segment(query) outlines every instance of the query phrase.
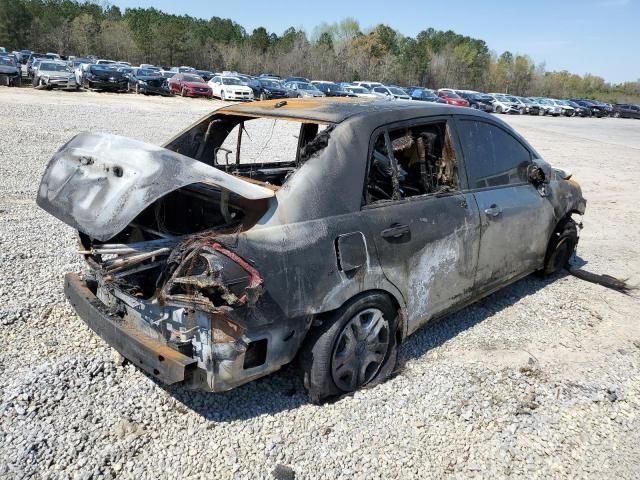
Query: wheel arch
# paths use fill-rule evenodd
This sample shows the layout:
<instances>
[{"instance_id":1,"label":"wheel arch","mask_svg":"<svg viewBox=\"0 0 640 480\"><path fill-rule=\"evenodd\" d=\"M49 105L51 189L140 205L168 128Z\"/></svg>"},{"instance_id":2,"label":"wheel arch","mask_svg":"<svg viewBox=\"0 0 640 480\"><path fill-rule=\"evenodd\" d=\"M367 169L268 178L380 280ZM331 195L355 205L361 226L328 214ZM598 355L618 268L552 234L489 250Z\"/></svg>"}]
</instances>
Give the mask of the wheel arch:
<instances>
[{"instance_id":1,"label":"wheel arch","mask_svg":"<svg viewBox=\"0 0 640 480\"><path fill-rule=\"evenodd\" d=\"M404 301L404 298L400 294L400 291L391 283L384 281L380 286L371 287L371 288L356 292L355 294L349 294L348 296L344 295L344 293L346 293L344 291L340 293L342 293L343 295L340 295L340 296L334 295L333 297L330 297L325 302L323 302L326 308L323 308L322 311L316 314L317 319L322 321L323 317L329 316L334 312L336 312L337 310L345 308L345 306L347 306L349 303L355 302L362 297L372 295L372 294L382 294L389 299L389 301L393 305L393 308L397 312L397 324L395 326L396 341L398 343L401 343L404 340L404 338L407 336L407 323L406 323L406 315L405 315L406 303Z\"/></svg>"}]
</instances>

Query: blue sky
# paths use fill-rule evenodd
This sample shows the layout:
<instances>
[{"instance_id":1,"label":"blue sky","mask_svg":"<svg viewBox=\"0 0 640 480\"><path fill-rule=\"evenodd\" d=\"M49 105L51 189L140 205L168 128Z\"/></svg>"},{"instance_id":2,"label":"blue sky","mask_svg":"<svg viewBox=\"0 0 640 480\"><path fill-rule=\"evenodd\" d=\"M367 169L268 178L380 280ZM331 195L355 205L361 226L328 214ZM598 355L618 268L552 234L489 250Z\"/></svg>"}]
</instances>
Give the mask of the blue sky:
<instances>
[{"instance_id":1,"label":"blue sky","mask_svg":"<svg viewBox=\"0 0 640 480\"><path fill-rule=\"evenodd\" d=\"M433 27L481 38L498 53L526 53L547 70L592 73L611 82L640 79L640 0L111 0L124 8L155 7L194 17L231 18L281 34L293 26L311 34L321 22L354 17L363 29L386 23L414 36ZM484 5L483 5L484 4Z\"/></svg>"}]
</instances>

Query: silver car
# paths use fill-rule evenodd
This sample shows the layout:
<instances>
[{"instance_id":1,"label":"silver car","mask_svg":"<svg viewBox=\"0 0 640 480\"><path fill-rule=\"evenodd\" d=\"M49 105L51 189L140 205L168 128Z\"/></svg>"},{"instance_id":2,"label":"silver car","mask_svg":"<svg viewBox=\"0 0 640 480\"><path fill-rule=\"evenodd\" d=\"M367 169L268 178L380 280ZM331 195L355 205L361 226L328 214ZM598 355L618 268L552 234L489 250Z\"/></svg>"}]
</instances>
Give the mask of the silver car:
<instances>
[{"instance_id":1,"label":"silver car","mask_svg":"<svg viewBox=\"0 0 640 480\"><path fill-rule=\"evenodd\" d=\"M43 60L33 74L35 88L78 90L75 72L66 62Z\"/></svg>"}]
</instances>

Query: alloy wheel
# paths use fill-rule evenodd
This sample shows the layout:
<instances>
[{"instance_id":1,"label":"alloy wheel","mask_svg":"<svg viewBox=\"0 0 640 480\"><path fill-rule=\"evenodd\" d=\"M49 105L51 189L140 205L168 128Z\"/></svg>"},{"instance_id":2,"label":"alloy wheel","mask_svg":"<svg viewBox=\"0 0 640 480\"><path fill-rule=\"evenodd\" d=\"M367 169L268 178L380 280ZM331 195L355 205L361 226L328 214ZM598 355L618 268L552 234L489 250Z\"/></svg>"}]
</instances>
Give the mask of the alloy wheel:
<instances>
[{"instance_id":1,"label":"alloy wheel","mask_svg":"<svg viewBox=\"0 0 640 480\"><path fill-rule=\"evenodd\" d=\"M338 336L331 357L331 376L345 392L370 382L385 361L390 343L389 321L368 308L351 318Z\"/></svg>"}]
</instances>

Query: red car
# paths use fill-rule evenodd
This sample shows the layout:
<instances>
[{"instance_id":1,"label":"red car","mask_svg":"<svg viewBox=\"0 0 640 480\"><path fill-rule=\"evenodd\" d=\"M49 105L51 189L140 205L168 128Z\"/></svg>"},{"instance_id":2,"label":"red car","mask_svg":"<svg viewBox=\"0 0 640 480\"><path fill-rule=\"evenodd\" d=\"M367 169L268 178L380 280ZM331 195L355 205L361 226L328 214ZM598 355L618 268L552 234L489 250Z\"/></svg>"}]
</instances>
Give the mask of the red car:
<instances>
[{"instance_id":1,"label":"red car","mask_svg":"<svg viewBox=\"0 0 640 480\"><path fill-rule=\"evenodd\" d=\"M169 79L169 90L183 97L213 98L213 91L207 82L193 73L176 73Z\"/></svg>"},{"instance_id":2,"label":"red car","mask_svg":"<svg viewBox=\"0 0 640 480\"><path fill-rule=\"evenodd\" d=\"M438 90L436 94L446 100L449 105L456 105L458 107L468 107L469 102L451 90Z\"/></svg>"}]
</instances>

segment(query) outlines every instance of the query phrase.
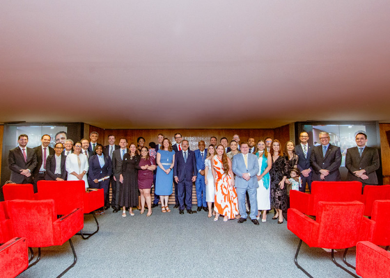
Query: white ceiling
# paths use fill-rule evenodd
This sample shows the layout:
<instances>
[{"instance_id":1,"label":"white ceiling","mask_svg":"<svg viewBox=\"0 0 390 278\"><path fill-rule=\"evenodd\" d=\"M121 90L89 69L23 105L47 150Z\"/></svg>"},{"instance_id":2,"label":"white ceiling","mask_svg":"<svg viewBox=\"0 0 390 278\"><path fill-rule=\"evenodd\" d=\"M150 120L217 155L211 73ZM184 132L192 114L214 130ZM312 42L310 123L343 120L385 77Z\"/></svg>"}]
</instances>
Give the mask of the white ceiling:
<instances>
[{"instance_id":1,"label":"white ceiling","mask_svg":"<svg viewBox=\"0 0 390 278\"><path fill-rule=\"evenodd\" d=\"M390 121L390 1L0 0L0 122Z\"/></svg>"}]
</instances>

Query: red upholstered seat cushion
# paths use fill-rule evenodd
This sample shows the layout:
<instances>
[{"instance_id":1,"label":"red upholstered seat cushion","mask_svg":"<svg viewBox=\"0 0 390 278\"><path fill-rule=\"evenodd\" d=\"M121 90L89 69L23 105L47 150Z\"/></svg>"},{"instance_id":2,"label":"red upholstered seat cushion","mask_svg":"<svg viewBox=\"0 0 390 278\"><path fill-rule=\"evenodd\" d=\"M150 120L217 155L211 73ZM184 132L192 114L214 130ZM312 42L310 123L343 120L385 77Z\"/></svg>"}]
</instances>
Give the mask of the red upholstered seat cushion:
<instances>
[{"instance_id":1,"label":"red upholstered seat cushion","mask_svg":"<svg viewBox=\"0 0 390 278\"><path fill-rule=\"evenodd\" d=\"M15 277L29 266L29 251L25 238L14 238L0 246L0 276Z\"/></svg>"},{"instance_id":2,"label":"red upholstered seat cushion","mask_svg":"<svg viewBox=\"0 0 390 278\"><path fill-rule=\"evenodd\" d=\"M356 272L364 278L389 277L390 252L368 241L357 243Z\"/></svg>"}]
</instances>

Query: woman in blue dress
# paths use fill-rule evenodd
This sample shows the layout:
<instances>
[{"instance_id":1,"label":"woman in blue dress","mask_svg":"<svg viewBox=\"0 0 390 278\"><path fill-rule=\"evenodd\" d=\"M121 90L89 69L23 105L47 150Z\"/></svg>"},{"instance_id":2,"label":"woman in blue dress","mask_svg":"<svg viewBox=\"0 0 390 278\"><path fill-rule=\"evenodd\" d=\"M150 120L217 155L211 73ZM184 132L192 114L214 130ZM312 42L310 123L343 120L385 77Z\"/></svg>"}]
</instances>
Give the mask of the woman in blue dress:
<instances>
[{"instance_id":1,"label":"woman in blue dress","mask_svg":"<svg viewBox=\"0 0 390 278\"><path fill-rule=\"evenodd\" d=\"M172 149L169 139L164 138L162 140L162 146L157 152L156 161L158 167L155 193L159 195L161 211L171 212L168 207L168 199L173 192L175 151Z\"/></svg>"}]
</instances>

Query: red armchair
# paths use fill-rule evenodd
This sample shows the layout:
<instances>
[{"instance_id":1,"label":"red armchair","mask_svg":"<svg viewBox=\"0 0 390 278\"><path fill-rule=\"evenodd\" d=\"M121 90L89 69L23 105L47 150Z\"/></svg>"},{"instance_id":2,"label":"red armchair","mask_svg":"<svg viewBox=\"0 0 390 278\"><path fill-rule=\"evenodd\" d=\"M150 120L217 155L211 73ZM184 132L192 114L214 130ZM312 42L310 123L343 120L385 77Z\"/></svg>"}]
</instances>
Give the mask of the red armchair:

========

→ **The request**: Exactly repeat the lines from the line that contains "Query: red armchair" to the end of the entries, both included, and leave out all other lines.

→ **Answer to the problem**:
Query: red armchair
# paths use fill-rule evenodd
This sample shows the layout:
<instances>
[{"instance_id":1,"label":"red armchair","mask_svg":"<svg viewBox=\"0 0 390 278\"><path fill-rule=\"evenodd\" d=\"M121 90L89 69L23 105L47 150Z\"/></svg>"},{"instance_id":2,"label":"red armchair","mask_svg":"<svg viewBox=\"0 0 390 278\"><path fill-rule=\"evenodd\" d=\"M150 120L217 155L211 73ZM184 132L192 114L214 130ZM312 42L310 123L343 120L385 77Z\"/></svg>"}]
</instances>
Give the mask of the red armchair:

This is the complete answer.